_Requirements_
Count the lines in the rows below that contain the string "mountain", with uppercase and lowercase treated as different. Give only the number.

_Dataset rows_
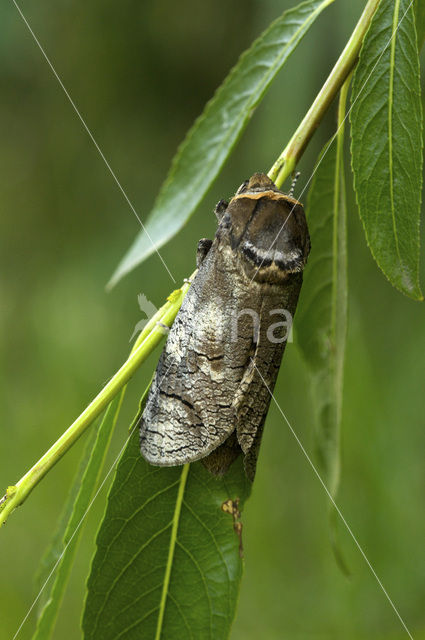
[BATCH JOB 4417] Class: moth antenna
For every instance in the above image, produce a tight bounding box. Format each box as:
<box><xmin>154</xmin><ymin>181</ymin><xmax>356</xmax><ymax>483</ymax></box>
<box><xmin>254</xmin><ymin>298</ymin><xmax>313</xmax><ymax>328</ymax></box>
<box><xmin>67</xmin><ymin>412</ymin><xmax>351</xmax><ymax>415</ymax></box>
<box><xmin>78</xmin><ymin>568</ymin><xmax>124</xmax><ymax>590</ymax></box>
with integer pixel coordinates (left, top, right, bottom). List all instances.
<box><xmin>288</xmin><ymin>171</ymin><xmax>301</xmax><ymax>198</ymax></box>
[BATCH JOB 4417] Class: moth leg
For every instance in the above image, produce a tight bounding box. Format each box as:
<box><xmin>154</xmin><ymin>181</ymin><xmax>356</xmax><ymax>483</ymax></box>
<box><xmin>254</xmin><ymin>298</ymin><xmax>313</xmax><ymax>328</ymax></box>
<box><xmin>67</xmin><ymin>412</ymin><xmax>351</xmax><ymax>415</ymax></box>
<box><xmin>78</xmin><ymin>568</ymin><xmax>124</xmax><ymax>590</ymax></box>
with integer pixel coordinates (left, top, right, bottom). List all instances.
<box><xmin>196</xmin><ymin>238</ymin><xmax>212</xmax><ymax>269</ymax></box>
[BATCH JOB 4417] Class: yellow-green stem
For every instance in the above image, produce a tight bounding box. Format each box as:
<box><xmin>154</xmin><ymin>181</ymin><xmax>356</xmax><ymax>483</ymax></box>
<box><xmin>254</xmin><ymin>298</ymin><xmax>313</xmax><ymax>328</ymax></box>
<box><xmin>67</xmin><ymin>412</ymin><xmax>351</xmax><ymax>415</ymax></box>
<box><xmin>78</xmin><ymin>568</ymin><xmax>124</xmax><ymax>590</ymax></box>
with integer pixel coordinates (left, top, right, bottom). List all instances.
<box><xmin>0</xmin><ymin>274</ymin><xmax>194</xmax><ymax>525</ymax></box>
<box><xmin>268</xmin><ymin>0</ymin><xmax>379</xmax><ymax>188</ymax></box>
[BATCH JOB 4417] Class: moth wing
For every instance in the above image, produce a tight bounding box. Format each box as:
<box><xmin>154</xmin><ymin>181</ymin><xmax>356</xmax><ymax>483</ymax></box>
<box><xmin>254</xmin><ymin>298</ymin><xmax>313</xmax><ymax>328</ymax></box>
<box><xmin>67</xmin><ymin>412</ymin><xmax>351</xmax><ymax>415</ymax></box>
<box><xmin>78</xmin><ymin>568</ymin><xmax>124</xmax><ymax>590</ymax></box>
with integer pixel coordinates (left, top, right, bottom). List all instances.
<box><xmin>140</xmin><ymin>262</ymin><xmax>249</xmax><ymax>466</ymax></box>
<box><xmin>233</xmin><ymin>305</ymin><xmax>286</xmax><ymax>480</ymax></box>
==
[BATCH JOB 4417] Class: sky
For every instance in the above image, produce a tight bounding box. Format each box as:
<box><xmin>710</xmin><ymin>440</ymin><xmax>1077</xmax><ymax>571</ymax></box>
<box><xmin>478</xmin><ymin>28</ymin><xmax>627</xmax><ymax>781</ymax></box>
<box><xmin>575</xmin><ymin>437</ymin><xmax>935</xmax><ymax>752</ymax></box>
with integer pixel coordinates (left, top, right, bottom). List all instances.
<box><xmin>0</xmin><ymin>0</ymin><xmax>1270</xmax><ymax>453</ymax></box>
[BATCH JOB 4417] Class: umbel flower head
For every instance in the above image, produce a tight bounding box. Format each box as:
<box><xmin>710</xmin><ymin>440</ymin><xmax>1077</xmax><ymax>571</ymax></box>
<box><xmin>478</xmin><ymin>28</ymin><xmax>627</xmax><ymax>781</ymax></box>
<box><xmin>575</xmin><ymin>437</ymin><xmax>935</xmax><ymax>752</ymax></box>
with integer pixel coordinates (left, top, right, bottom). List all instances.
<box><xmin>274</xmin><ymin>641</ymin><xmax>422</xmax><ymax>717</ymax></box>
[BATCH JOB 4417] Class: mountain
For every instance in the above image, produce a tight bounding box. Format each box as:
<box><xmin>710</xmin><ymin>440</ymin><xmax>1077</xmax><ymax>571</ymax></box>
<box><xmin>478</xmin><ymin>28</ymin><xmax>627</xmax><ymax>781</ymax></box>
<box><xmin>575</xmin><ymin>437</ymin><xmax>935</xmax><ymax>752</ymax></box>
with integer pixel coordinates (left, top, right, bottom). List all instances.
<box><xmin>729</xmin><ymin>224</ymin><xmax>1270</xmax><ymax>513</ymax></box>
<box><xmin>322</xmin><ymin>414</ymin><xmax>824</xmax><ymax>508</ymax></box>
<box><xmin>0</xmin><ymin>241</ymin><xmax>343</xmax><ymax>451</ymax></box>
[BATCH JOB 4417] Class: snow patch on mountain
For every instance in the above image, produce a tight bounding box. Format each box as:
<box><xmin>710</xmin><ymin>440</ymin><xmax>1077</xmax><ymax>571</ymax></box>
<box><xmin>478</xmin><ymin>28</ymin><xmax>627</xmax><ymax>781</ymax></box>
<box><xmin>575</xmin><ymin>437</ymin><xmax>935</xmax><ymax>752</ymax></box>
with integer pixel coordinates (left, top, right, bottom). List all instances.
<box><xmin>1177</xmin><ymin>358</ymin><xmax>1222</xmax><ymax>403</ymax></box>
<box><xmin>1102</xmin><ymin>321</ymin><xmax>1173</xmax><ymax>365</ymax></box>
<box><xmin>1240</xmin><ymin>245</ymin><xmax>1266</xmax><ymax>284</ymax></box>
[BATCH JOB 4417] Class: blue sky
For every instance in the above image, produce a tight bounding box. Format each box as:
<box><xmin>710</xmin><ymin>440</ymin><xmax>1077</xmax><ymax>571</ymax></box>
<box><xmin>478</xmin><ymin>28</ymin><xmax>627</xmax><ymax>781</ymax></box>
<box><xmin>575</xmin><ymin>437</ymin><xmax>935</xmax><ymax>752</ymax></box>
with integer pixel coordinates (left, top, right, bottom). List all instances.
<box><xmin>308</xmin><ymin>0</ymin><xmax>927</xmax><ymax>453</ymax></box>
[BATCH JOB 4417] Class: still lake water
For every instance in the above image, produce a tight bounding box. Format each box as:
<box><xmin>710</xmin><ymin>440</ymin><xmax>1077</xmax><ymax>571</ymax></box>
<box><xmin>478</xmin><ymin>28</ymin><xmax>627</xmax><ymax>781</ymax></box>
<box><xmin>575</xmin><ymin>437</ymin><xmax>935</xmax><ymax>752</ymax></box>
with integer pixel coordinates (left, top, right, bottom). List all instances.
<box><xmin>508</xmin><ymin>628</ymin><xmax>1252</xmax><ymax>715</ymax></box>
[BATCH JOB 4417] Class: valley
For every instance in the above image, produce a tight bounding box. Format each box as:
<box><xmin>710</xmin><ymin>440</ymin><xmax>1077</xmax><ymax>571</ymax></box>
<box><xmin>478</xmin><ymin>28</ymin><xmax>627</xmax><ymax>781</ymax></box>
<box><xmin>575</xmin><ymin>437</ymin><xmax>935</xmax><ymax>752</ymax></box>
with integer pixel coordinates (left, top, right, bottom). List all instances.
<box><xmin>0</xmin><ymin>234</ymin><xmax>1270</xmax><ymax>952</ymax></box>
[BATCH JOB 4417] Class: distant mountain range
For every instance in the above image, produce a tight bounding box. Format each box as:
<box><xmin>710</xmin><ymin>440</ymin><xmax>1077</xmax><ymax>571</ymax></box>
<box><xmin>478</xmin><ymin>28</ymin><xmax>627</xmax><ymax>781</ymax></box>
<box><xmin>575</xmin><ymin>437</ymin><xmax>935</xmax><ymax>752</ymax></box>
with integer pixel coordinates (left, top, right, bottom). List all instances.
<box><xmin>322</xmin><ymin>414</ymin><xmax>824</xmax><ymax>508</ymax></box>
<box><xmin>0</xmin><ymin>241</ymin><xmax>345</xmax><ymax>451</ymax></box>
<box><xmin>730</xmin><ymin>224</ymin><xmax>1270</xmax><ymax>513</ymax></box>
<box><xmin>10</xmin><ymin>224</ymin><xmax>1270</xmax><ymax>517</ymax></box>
...
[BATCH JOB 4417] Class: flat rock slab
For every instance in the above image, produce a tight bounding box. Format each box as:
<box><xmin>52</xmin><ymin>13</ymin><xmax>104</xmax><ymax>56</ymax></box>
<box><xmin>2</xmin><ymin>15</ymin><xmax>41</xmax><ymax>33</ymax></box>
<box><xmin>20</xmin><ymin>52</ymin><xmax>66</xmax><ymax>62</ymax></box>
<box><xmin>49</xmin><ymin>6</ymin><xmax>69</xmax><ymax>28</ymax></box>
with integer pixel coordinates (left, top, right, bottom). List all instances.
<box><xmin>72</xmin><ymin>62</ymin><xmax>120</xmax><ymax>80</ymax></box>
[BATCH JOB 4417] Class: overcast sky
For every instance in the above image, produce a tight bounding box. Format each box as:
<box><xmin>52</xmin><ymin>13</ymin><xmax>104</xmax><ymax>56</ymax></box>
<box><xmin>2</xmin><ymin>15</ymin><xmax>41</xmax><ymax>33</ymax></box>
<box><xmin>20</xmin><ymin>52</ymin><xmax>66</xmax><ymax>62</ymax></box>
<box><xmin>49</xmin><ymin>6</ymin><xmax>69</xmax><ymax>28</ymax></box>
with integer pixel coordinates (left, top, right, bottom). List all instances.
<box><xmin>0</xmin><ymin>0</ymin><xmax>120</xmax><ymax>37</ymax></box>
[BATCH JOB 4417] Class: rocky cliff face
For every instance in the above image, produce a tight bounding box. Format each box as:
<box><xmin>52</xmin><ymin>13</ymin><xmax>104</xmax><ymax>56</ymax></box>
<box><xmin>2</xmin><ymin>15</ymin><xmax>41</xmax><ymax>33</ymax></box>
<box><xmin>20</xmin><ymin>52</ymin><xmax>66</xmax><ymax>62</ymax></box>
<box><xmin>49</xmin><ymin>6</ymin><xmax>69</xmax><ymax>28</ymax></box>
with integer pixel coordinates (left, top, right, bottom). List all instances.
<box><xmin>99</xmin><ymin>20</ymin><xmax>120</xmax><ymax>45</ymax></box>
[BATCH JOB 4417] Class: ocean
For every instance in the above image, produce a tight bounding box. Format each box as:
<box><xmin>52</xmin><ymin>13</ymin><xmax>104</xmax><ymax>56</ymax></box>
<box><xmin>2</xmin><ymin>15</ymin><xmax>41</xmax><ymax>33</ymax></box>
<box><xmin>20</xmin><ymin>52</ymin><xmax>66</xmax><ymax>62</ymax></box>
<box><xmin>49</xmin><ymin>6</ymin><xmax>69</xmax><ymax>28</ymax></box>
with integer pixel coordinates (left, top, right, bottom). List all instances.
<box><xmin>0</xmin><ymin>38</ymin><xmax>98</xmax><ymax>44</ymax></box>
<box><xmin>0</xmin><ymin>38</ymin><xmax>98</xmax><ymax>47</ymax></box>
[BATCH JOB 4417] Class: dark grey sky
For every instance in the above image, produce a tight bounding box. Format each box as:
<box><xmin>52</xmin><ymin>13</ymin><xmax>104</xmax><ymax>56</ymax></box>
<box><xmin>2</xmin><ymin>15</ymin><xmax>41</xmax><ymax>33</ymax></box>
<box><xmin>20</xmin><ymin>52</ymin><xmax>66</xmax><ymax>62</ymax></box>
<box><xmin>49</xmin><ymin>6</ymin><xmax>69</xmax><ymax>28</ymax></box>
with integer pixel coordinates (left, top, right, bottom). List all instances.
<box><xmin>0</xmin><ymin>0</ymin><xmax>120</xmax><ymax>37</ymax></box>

_Completed task_
3